• **Text segment**
####
Majority of Germans in favour of ‘extending the €9 ticket’

The €9 ticket is set to expire at the end of the month. But more than half of Germans want the cheap travel deal to continue, according to a new survey.

Majority of Germans in favour of 'extending the €9 ticket'

In three weeks’ time, Germany’s cheap summer travel offer will come to an end. While members of the traffic light coalition government have been unable to agree on a continuation of the ticket, the majority of Germans are in favour of keeping the heavily-discounted travel card in place.

According to a survey conducted by the opinion research institute Civey for German news magazine Spiegel, 55 percent would like to see an extension of the ticket, which allows people to use public transportation throughout Germany for €9 per month. Meanwhile, 34 percent of Germans are against extending the offer. 

READ ALSO: Could drivers in Germany fund a future €9 ticket scheme?

The survey also showed that mainly Green Party supporters are for an extension of the €9 ticket, as more than two-thirds are in favour of continuing the deal. A majority of supporters of the Left Party and the SPD are also in favour of continuing the discount campaign.

Leading Green Party politicians have put forward proposals for a cheap successor to the €9 ticket: a regional ticket for €29 and a nationwide ticket for €49 a month. 

Meanwhile, FDP Finance Minister Christian Lindner has heavily criticised demands for extending the cheap transport deal. On Monday he tweeted that a “freebie mentality is not sustainably financeable, not efficient and not fair”. He also told the  Augsburger Allgemeine that there is no scope for an extension in the federal budget.
####
• **Task requirements**
- 1) For each statement, say yes or no on whether it agrees with the €9 ticket article, and quote the exact words that decide it. (a) 34 percent of Germans oppose extending the offer. (b) Spiegel carried out the survey itself. (c) The Green Party proposals include a nationwide ticket for €29 a month.
- 2) Carry on writing the €9 ticket article, picking up after its final sentence.
The items after this point come from a different source than the €9 ticket article.
####
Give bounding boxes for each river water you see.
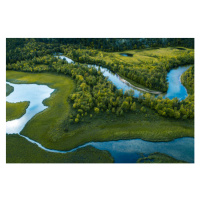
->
[6,56,194,163]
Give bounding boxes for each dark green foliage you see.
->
[6,134,114,163]
[181,66,194,94]
[137,152,187,163]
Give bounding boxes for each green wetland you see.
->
[6,38,194,163]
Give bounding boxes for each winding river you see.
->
[6,56,194,163]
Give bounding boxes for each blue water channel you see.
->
[6,56,194,163]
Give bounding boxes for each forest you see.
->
[6,38,195,163]
[7,39,194,123]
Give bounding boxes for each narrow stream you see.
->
[6,56,194,163]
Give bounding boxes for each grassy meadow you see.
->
[7,71,194,150]
[6,84,14,96]
[6,101,30,121]
[137,152,187,163]
[6,134,113,163]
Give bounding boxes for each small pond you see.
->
[120,53,133,57]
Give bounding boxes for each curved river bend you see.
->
[6,56,194,163]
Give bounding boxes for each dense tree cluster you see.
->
[139,93,194,119]
[64,48,194,92]
[37,38,194,52]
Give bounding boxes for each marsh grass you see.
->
[137,152,187,163]
[6,134,114,163]
[7,71,194,150]
[6,101,30,121]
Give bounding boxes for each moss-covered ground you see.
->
[7,71,194,150]
[6,101,30,121]
[137,152,187,163]
[6,84,14,96]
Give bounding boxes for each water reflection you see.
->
[6,82,54,134]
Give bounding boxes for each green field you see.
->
[137,152,187,163]
[6,134,113,163]
[7,71,194,150]
[6,101,30,121]
[6,84,14,96]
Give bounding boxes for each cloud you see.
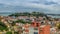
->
[0,0,60,13]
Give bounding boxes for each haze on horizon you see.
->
[0,0,60,14]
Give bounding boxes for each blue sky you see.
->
[0,0,60,14]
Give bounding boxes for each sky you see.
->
[0,0,60,14]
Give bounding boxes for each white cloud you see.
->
[0,0,60,13]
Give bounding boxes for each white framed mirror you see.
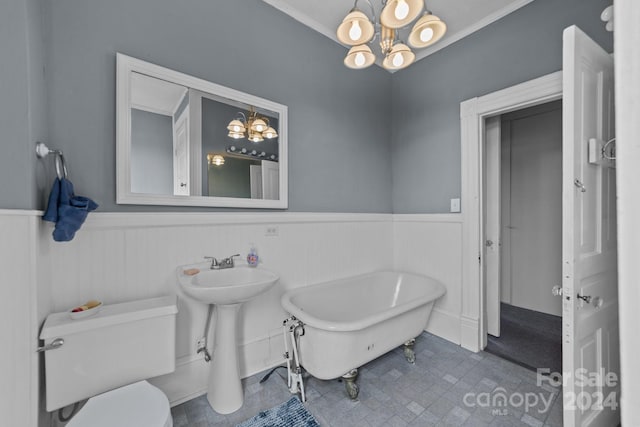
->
[116,53,288,209]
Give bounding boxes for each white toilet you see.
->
[40,297,178,427]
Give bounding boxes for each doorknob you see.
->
[593,297,604,308]
[577,294,591,304]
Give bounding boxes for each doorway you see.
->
[483,100,562,372]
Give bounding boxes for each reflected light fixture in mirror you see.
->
[116,53,288,209]
[227,106,278,142]
[207,153,224,166]
[336,0,447,70]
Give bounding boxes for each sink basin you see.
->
[178,263,278,305]
[177,263,278,414]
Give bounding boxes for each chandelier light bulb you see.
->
[349,20,362,40]
[420,27,433,43]
[392,52,404,67]
[394,0,409,20]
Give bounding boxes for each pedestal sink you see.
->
[177,263,278,414]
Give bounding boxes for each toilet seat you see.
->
[67,381,173,427]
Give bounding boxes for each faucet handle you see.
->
[227,254,240,267]
[204,256,219,268]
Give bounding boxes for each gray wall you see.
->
[46,0,391,212]
[0,0,47,209]
[131,108,173,194]
[0,0,612,213]
[391,0,612,213]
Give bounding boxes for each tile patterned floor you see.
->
[172,333,562,427]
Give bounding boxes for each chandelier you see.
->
[227,107,278,142]
[336,0,447,70]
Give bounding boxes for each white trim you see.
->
[116,53,289,209]
[614,0,640,426]
[425,307,461,345]
[416,0,533,61]
[0,209,44,216]
[131,103,173,120]
[262,0,533,73]
[67,212,393,229]
[460,71,562,351]
[393,213,462,223]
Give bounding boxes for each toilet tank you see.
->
[40,296,178,411]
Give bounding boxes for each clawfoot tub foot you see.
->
[342,369,360,400]
[404,339,416,365]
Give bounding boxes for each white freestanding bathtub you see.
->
[281,271,446,398]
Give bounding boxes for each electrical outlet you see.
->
[264,225,279,237]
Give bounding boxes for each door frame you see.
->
[460,71,562,352]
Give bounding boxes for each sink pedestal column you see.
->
[207,304,244,414]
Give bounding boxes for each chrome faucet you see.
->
[205,254,240,270]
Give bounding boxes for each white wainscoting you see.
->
[0,210,40,427]
[0,210,464,418]
[393,214,465,344]
[42,213,393,403]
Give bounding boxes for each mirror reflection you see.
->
[116,54,287,208]
[131,72,279,199]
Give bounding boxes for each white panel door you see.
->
[562,26,620,427]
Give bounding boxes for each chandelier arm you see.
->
[352,0,378,27]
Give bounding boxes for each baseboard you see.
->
[149,330,284,406]
[425,307,461,345]
[460,316,482,352]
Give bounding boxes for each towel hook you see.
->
[36,142,69,179]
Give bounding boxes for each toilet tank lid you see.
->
[40,295,178,340]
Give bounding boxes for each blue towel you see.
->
[42,178,98,242]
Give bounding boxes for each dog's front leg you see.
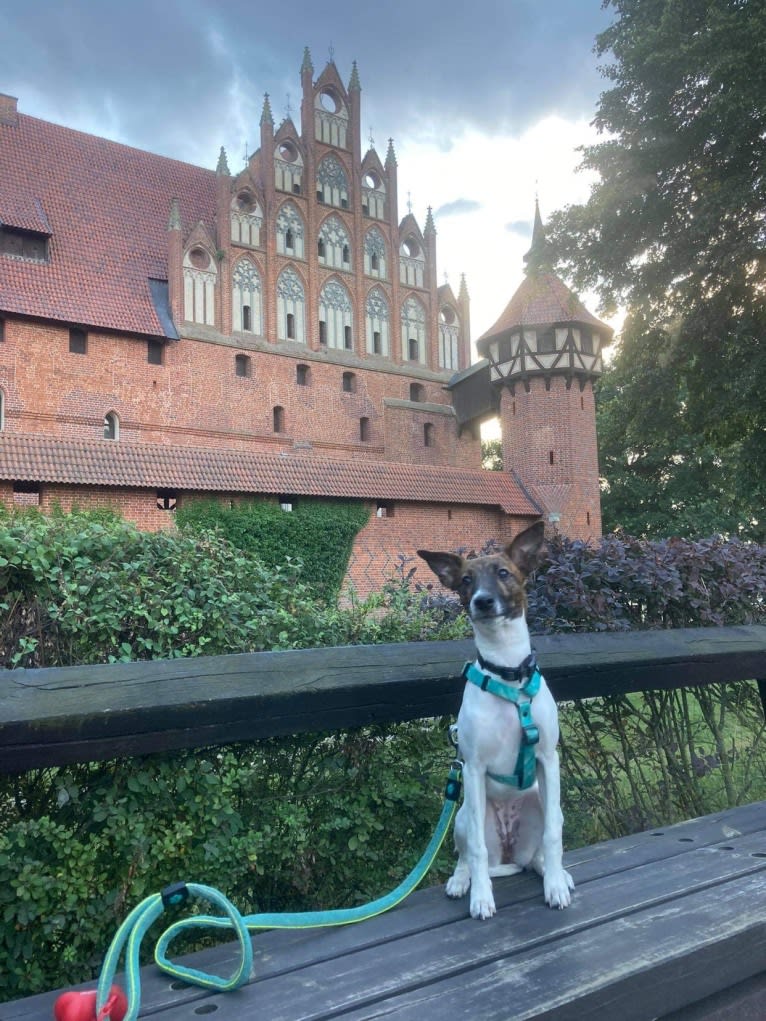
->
[463,763,494,918]
[537,749,574,909]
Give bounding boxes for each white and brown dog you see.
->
[418,522,574,918]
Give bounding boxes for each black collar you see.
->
[476,649,537,682]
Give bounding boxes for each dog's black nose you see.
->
[472,594,494,614]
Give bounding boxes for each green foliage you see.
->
[0,508,461,667]
[550,0,766,540]
[0,723,451,999]
[177,498,370,600]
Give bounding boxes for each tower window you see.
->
[234,354,252,379]
[69,327,88,354]
[146,340,163,366]
[104,411,119,440]
[157,489,178,511]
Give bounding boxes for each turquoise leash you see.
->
[96,760,462,1021]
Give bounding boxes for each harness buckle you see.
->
[521,723,540,744]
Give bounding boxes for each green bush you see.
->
[176,498,370,601]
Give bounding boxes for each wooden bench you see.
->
[0,627,766,1021]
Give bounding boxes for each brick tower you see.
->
[477,202,612,539]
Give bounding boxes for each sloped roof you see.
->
[0,114,216,337]
[0,433,539,517]
[477,272,612,344]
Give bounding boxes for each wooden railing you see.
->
[0,625,766,773]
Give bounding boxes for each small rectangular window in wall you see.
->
[157,489,178,511]
[146,340,164,366]
[69,327,88,354]
[13,481,40,507]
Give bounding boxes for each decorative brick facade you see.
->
[0,51,600,592]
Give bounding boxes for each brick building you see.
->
[0,50,606,591]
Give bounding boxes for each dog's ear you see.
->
[417,549,463,589]
[506,521,545,577]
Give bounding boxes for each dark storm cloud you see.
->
[0,0,610,164]
[434,198,481,220]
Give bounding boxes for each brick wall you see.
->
[500,377,602,539]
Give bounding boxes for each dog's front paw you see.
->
[542,869,574,911]
[471,893,495,920]
[444,866,471,897]
[471,882,494,919]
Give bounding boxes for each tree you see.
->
[550,0,766,534]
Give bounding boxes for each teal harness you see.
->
[463,655,542,790]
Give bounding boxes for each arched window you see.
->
[399,234,426,287]
[318,216,351,270]
[277,202,305,258]
[103,410,119,440]
[317,153,348,209]
[277,266,305,344]
[184,245,218,326]
[314,86,348,149]
[362,168,386,220]
[320,280,353,351]
[401,298,427,364]
[274,138,303,195]
[365,227,388,280]
[232,258,264,335]
[439,305,460,371]
[234,354,252,379]
[230,188,264,246]
[366,287,391,358]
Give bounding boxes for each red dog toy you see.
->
[53,985,128,1021]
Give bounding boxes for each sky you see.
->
[0,0,614,339]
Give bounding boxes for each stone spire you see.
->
[348,60,362,92]
[216,145,231,178]
[260,92,274,128]
[524,198,553,275]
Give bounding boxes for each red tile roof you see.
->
[0,433,539,517]
[0,114,216,337]
[477,273,613,344]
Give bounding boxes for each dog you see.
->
[418,521,574,919]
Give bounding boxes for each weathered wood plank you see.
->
[7,803,766,1021]
[0,625,766,772]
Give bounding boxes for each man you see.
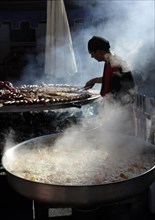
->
[85,36,135,104]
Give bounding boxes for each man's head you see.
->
[88,36,110,52]
[88,36,110,62]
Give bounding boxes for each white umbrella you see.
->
[45,0,77,78]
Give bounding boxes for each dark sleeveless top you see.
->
[100,63,135,96]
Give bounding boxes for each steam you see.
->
[17,0,155,92]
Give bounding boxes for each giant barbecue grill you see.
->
[1,85,154,220]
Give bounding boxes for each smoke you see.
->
[17,0,155,92]
[52,97,140,160]
[74,0,155,88]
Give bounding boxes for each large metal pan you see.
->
[2,132,155,208]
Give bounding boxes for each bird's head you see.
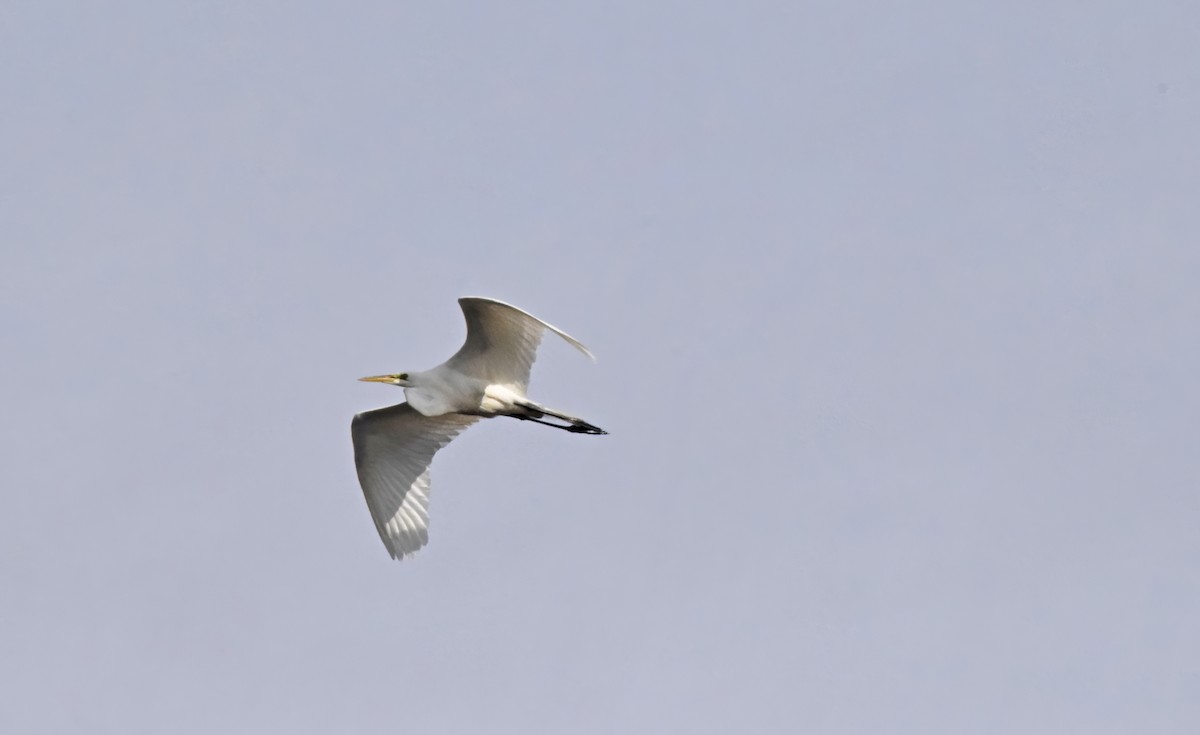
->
[359,372,412,388]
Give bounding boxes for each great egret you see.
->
[350,298,608,558]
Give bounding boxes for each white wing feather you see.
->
[446,297,595,393]
[350,404,478,558]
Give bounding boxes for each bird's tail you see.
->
[512,399,608,434]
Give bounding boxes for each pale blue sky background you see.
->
[0,0,1200,734]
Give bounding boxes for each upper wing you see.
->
[350,404,476,558]
[446,297,595,392]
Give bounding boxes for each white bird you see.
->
[350,298,608,558]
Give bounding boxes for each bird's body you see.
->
[350,298,607,558]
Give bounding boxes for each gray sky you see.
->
[0,0,1200,734]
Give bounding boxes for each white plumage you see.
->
[350,298,607,558]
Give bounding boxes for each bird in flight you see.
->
[350,297,608,558]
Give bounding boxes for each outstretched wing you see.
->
[446,297,595,392]
[350,404,478,558]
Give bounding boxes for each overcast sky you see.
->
[0,0,1200,735]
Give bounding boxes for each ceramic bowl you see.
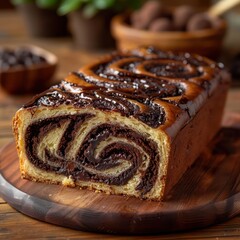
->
[0,45,58,94]
[111,14,227,58]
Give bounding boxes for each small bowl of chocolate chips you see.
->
[0,45,57,94]
[112,0,227,58]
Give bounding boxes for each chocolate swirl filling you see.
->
[25,113,160,196]
[24,47,220,128]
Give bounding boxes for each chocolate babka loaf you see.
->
[13,47,230,200]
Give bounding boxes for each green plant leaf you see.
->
[36,0,59,9]
[93,0,115,10]
[58,0,83,15]
[83,3,98,18]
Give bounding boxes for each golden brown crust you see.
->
[13,48,229,200]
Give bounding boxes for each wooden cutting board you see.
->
[0,115,240,234]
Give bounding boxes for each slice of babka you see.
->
[13,47,230,200]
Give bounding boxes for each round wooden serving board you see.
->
[0,115,240,234]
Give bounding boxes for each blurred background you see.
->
[0,0,240,123]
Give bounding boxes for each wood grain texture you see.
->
[0,115,240,234]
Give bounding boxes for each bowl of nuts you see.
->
[0,45,57,94]
[111,0,227,58]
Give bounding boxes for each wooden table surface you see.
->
[0,10,240,239]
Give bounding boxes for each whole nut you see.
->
[187,13,213,31]
[149,18,174,32]
[173,5,196,31]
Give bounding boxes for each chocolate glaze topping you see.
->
[25,113,160,195]
[24,47,222,128]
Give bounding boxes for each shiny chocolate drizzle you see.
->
[24,47,222,193]
[25,47,221,128]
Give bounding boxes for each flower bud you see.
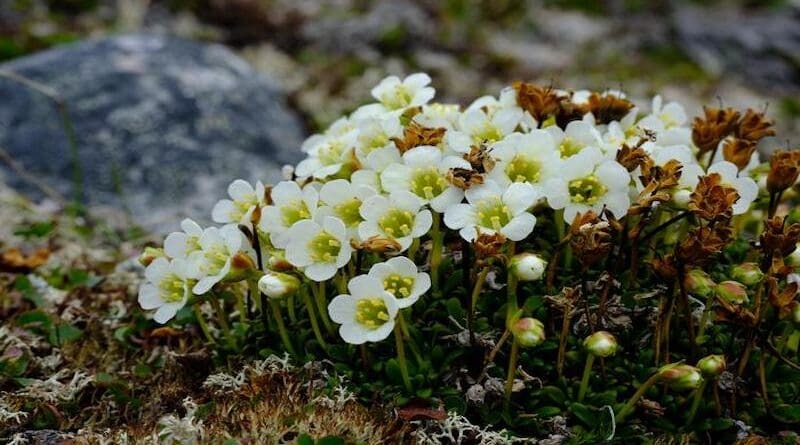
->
[258,272,300,298]
[683,269,717,298]
[583,331,618,357]
[731,263,764,286]
[139,247,166,267]
[658,363,703,391]
[508,252,547,281]
[697,354,727,378]
[716,281,747,304]
[511,317,544,348]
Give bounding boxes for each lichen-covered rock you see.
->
[0,34,302,230]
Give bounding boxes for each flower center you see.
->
[506,155,542,182]
[201,246,231,275]
[383,274,414,298]
[558,136,584,159]
[569,175,608,205]
[378,209,414,238]
[308,231,342,263]
[356,298,389,329]
[333,198,362,227]
[281,199,311,227]
[159,274,186,303]
[475,198,512,232]
[411,167,447,200]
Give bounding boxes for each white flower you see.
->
[189,225,244,295]
[258,181,319,249]
[381,146,471,213]
[139,258,197,324]
[258,271,301,299]
[445,108,522,153]
[707,161,758,215]
[544,147,631,223]
[211,179,264,224]
[358,190,433,252]
[355,114,403,163]
[316,179,376,240]
[368,256,431,309]
[545,120,603,159]
[328,275,399,345]
[164,218,203,259]
[488,130,561,189]
[286,216,353,281]
[370,73,436,111]
[295,119,359,179]
[444,181,540,241]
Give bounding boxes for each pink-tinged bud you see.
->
[731,263,764,286]
[139,247,166,267]
[658,363,703,391]
[683,269,717,298]
[583,331,618,357]
[508,252,547,281]
[258,272,301,299]
[511,317,544,348]
[697,354,727,378]
[716,281,747,304]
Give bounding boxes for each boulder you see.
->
[0,34,303,231]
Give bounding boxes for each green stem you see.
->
[430,213,444,298]
[578,354,594,402]
[300,287,328,352]
[616,373,661,424]
[208,295,236,349]
[394,323,413,394]
[311,281,336,335]
[269,300,297,357]
[504,337,519,410]
[192,303,216,344]
[686,380,708,425]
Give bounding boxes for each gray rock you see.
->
[0,34,303,230]
[672,4,800,94]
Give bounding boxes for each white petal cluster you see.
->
[140,73,759,322]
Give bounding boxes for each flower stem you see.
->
[686,380,708,425]
[311,281,336,334]
[616,373,661,424]
[300,287,328,352]
[503,338,519,410]
[394,323,413,393]
[269,300,297,357]
[430,214,444,298]
[578,354,594,402]
[208,295,236,349]
[192,303,216,344]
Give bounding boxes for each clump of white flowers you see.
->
[139,73,800,426]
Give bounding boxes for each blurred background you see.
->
[0,0,800,229]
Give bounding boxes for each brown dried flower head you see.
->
[688,173,739,221]
[570,210,613,267]
[354,235,402,255]
[675,223,733,266]
[736,108,775,142]
[722,138,756,171]
[392,121,447,153]
[585,93,634,124]
[761,216,800,258]
[767,150,800,193]
[692,107,740,159]
[446,167,483,190]
[472,232,506,263]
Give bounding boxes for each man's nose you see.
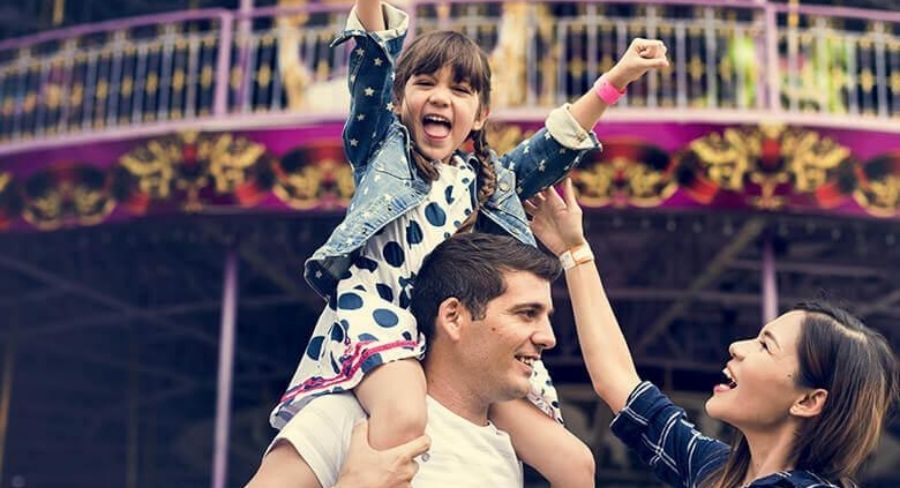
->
[728,341,747,359]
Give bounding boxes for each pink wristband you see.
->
[594,75,625,105]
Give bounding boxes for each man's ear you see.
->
[434,297,468,341]
[791,388,828,418]
[472,107,491,130]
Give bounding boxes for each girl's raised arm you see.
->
[356,0,385,32]
[569,38,669,130]
[525,179,641,413]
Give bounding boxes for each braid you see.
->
[472,130,497,207]
[456,130,497,234]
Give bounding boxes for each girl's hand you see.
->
[524,178,585,256]
[606,37,669,90]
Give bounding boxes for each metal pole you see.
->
[762,231,778,323]
[0,318,17,480]
[212,248,238,488]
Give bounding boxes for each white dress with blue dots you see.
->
[270,156,561,429]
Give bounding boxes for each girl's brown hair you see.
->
[704,302,898,488]
[393,31,497,231]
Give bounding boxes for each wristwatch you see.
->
[559,243,594,271]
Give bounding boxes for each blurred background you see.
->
[0,0,900,488]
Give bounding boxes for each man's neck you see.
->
[425,362,490,425]
[744,425,795,484]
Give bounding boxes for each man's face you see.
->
[461,271,556,402]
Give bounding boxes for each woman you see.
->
[526,180,897,488]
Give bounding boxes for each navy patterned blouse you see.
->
[610,381,838,488]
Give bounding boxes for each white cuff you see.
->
[346,3,409,41]
[546,103,597,149]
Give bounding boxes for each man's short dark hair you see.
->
[411,232,562,339]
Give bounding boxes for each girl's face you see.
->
[399,66,487,162]
[706,311,805,434]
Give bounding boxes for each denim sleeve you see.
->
[610,381,729,487]
[500,107,602,200]
[331,4,409,179]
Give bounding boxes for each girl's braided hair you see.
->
[393,31,497,232]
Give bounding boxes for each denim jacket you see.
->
[304,5,601,299]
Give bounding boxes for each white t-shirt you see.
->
[276,393,523,488]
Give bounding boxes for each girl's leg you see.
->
[490,398,596,488]
[353,359,427,450]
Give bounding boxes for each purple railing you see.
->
[0,0,900,153]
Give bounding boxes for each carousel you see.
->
[0,0,900,488]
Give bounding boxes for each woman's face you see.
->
[706,311,805,434]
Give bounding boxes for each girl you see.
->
[526,180,898,488]
[271,0,668,486]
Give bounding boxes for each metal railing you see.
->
[0,0,900,152]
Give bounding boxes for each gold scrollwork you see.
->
[689,124,850,209]
[119,132,265,210]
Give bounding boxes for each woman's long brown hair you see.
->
[701,302,898,488]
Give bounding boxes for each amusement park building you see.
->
[0,0,900,488]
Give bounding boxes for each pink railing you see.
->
[0,0,900,153]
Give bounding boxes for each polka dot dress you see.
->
[271,157,559,428]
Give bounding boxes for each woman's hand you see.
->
[524,178,585,256]
[606,38,669,90]
[334,422,431,488]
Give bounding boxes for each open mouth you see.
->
[719,368,737,390]
[422,114,453,139]
[516,355,538,368]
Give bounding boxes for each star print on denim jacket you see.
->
[304,5,602,299]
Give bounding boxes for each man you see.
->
[249,233,561,488]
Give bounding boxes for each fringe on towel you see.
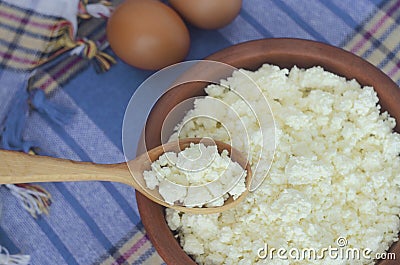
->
[5,184,51,218]
[78,0,112,19]
[0,246,31,265]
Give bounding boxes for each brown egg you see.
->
[169,0,242,29]
[107,0,190,70]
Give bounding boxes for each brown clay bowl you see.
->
[136,39,400,265]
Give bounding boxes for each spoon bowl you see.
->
[0,138,252,214]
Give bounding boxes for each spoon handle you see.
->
[0,150,134,186]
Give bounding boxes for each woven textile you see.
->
[0,0,400,265]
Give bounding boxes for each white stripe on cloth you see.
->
[3,0,79,36]
[0,188,66,265]
[43,89,125,163]
[219,16,264,44]
[0,246,31,265]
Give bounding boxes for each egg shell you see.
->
[107,0,190,70]
[169,0,242,29]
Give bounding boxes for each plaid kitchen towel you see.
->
[0,0,400,265]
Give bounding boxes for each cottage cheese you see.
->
[143,143,246,206]
[166,64,400,265]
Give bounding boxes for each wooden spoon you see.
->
[0,138,252,214]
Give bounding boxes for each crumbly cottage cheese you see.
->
[143,143,246,207]
[166,65,400,265]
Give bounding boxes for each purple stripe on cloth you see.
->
[112,235,147,265]
[0,51,36,64]
[0,10,57,30]
[388,62,400,77]
[351,0,400,53]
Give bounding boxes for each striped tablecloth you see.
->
[0,0,400,265]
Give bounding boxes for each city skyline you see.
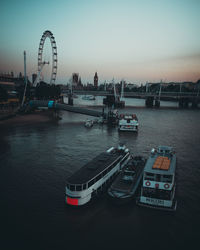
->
[0,0,200,83]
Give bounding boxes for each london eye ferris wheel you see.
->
[33,30,58,86]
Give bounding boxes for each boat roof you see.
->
[67,150,122,184]
[120,113,137,119]
[144,146,176,175]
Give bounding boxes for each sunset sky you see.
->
[0,0,200,83]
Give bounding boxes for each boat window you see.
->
[142,188,172,200]
[163,175,173,183]
[96,174,101,181]
[69,185,75,191]
[88,179,94,187]
[76,185,82,191]
[145,173,155,181]
[156,174,161,181]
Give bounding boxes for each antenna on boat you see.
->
[120,79,124,101]
[21,50,27,107]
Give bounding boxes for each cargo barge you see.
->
[137,146,177,211]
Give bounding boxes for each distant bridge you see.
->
[66,90,200,101]
[29,100,105,118]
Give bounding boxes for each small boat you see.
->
[82,95,95,101]
[85,119,94,128]
[137,146,177,211]
[118,114,139,132]
[108,156,146,204]
[65,144,130,206]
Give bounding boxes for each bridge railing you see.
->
[65,90,199,98]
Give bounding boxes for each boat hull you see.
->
[136,198,177,212]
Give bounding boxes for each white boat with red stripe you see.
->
[65,144,130,206]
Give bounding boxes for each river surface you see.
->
[0,96,200,250]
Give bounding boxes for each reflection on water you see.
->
[0,108,200,249]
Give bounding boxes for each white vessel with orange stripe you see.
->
[137,146,177,210]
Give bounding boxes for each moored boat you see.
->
[118,114,139,132]
[65,144,130,206]
[108,156,146,204]
[82,95,96,101]
[85,119,94,128]
[137,146,177,211]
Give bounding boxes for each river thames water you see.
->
[0,96,200,250]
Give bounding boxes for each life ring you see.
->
[164,183,170,189]
[145,181,151,187]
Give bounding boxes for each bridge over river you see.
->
[66,90,200,108]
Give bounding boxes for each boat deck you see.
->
[110,160,144,193]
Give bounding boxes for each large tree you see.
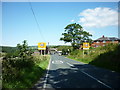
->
[60,23,92,49]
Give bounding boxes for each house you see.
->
[91,35,120,47]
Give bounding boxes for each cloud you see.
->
####
• **Final answers**
- 1)
(a) Yes: "34 percent of Germans are against extending the offer."
(b) No: "conducted by the opinion research institute Civey for German news magazine Spiegel"
(c) No: "a regional ticket for €29 and a nationwide ticket for €49 a month"

- 2)
The Spiegel poll backs up the results of a questionnaire conducted by The Local, which showed that 85.4 percent of readers want the €9 ticket to continue after August. Meanwhile, 47.2 percent of readers said that reduced cost was the most important issue for them in relation to public transport in Germany. 

READ ALSO: ‘Affordable and simple’: What foreigners in Germany want to see after the €9 ticket

Reader Asa from Hamburg, 26, told the Local “I’d love to see a successor to the €9 ticket supported. It’s given me the chance to explore the surrounding towns in a way that would otherwise be financially unviable.”

Bethany, a reader from Kaiserslautern, said she had replaced at least six long-distance car journeys with public transport in June and July.

“Before, the cost of taking a train wasn’t worth it. But now? I’ll put up with delayed trains for €9,” she said.